The Latinx Visions: Speculative Worlds in Latinx Art, Literature, and Performance conference will be held March 9-11 at The University of New Mexico. The Latinx Visions conference is focused on developing the growing field of Chicanx and Latinx speculative fiction, art, and performance. This will be the first time that the scholars working on this topic will convene.

Approximately 70 scholars and artists will give presentations at the conference. The conference will be Thursday through Saturday, March 9-11, on the UNM campus and other local venues. Click here for a full schedule of presentations and events. The conference is free and open to the public, both virtual and in person. For conference details and to register, visit the conference website

The Latinx Visions: Speculative Worlds in Latinx Art, Literature, and Performance

  • Thursday-Saturday, March 9-11 · UNM campus and other local venues
  • ​Free and open to the public

Latinx Visions: Speculative Worlds in Latinx Art, Literature, and Performance kicks off at the Student Union Building on the UNM campus Thursday, March 9, starting with registration 8:30-9:30 a.m. in Ballroom C.

■ Exercises to complete ■
1. According to the conference announcement, about how many scholars and artists will give presentations?
2. Rewrite the part of the conference announcement starting at "Approximately 70 scholars" and ending at "in Ballroom C.", swapping "Ballroom C" for "Ballroom A".
The material after this point is separate from the conference announcement.

■ Stored rows ■

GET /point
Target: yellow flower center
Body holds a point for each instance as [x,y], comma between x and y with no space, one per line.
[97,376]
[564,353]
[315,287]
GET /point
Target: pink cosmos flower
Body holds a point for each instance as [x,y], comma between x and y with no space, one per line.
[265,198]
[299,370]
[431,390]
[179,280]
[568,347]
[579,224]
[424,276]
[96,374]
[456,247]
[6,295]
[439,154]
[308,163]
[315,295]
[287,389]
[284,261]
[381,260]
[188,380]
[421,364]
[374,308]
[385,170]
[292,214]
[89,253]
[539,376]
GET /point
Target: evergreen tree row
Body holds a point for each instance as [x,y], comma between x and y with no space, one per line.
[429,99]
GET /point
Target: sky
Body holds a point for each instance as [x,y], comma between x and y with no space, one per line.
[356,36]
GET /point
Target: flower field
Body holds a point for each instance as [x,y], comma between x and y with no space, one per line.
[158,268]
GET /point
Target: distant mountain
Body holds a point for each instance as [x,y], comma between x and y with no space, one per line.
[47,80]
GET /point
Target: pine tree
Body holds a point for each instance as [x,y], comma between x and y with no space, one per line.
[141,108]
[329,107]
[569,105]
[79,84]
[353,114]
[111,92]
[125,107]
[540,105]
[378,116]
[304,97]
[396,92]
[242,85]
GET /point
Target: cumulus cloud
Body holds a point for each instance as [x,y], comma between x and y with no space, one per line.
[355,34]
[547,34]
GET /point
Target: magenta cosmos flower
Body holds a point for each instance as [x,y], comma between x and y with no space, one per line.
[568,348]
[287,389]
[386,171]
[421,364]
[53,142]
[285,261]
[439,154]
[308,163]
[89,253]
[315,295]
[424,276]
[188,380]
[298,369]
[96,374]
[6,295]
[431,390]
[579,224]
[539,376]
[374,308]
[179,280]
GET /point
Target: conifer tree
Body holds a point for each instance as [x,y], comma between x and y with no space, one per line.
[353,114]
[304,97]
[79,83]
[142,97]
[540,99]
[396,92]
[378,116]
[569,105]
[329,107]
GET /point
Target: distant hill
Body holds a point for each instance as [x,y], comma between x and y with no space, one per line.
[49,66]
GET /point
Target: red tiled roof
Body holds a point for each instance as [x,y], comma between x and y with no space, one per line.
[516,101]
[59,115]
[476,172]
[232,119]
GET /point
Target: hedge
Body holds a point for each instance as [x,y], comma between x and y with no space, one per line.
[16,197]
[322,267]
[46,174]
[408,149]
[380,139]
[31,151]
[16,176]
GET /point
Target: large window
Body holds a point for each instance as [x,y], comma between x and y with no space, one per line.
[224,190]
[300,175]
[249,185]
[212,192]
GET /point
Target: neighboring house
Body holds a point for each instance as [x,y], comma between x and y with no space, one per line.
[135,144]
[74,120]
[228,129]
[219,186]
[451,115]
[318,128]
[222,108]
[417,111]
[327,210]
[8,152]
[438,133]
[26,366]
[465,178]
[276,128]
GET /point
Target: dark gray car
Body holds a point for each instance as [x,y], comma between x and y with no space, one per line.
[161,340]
...
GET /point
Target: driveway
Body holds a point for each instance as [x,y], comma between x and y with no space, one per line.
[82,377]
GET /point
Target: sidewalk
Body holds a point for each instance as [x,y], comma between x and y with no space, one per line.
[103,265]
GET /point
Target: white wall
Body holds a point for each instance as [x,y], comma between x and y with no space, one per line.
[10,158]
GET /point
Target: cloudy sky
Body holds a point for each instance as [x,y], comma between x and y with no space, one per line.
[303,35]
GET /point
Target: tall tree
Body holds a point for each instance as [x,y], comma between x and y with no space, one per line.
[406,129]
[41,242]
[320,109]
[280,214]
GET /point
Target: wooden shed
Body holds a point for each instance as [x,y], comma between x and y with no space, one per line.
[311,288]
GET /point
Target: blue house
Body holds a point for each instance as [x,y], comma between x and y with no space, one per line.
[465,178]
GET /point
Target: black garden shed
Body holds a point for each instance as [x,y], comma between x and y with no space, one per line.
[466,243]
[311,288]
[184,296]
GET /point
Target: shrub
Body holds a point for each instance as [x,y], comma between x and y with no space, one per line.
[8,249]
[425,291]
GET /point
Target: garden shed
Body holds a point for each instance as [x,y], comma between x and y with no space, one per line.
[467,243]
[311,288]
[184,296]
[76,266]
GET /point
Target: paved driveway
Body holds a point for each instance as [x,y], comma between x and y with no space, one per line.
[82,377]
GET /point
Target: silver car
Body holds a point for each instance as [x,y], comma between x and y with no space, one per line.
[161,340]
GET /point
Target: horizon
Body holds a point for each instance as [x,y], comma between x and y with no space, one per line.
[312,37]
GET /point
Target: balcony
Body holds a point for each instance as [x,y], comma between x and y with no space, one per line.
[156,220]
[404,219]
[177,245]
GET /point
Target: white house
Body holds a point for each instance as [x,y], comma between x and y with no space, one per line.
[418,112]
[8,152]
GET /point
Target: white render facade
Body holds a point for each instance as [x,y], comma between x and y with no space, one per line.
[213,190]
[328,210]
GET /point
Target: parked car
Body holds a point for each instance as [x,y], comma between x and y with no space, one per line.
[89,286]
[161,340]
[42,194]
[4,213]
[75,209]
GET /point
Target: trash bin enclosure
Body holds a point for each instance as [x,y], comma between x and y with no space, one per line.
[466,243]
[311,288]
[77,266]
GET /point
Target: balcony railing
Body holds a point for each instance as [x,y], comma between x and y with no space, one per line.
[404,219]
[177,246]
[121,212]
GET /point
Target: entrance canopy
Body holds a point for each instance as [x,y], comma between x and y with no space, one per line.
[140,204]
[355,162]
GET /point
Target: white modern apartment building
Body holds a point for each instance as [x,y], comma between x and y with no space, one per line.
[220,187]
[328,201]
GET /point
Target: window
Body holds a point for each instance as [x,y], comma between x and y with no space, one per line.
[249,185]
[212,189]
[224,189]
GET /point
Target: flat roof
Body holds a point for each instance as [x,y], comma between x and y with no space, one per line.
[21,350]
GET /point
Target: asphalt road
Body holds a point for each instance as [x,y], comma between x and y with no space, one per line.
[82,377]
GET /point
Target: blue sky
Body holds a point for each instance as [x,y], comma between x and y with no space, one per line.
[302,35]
==
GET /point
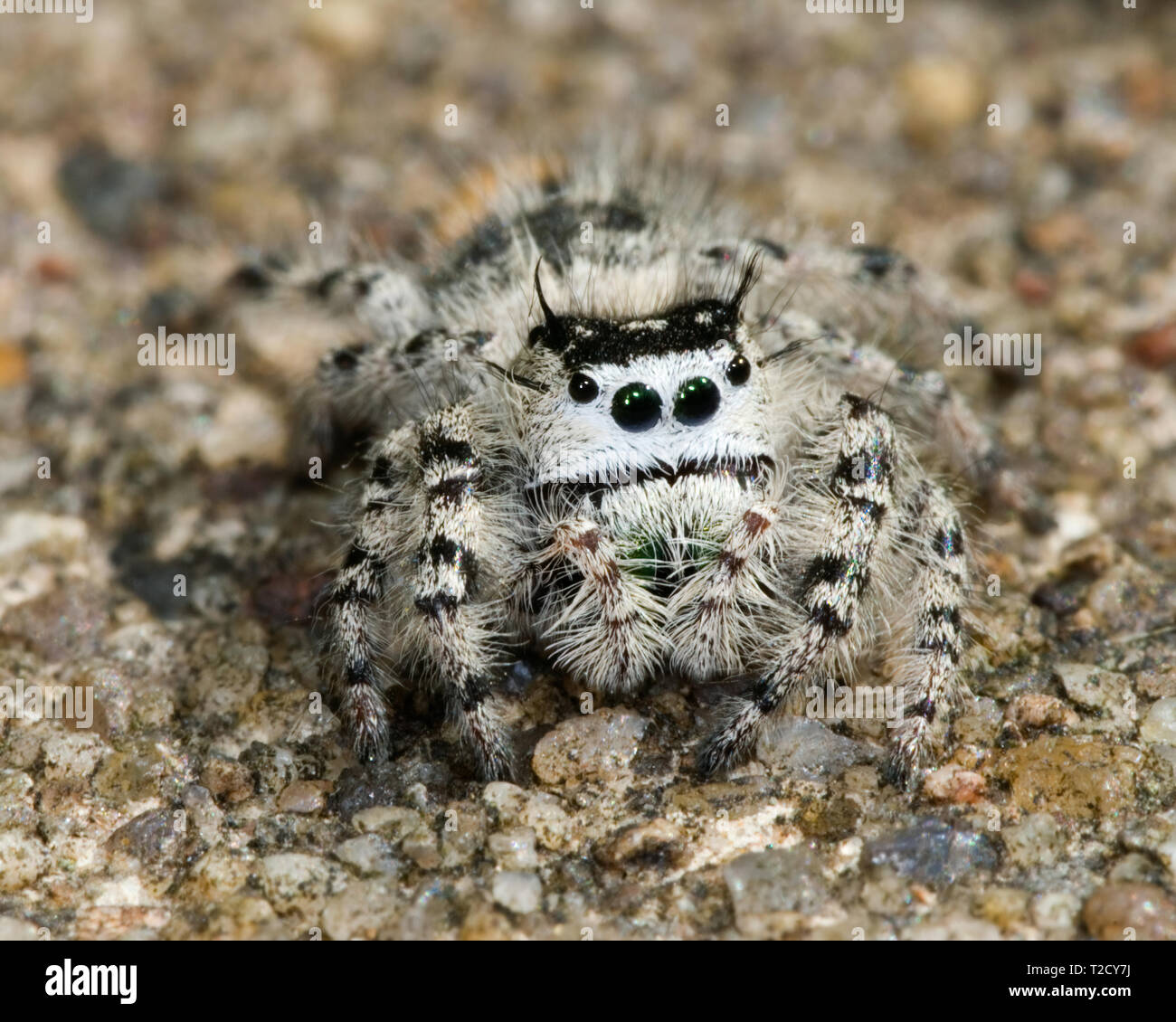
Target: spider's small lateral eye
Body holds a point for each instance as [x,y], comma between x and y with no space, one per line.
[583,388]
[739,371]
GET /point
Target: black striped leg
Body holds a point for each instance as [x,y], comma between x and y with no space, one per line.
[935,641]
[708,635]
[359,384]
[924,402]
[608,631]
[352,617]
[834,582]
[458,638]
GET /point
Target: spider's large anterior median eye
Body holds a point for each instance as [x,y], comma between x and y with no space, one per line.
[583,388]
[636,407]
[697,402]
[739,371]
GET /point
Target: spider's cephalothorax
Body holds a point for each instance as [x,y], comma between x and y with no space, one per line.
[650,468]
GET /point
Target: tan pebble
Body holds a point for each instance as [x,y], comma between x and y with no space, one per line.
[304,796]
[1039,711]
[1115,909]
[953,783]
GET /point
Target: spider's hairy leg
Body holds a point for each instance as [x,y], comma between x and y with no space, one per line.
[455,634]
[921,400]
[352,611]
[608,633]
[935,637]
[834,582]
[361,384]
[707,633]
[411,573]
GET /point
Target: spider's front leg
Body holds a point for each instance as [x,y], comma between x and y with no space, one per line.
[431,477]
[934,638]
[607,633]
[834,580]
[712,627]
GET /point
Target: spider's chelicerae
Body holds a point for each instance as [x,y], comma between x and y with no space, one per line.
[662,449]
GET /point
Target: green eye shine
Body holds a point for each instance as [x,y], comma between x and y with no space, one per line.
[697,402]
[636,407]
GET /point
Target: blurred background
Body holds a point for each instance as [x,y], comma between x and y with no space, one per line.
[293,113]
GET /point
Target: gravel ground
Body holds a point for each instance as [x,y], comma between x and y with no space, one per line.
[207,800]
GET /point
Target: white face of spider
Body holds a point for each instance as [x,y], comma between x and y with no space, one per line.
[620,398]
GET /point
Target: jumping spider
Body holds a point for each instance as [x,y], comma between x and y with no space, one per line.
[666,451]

■ Results for the exercise ■
1. Approximately 70.

2.
Approximately 70 scholars and artists will give presentations at the conference. The conference will be Thursday through Saturday, March 9-11, on the UNM campus and other local venues. Click here for a full schedule of presentations and events. The conference is free and open to the public, both virtual and in person. For conference details and to register, visit the conference website

The Latinx Visions: Speculative Worlds in Latinx Art, Literature, and Performance

  • Thursday-Saturday, March 9-11 · UNM campus and other local venues
  • ​Free and open to the public

Latinx Visions: Speculative Worlds in Latinx Art, Literature, and Performance kicks off at the Student Union Building on the UNM campus Thursday, March 9, starting with registration 8:30-9:30 a.m. in Ballroom A.